*THE TASK:* Character for character, write out the data below.
*** PROVIDED MATERIAL Section Begins ***
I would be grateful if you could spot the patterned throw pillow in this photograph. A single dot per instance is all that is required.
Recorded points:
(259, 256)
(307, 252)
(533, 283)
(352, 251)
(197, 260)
*** PROVIDED MATERIAL Section Ends ***
*FINISHED TASK:*
I would be grateful if you could spot the patterned throw pillow in this photograph. A single dot per instance is all that is required.
Recorded points:
(259, 256)
(307, 252)
(533, 283)
(352, 251)
(197, 260)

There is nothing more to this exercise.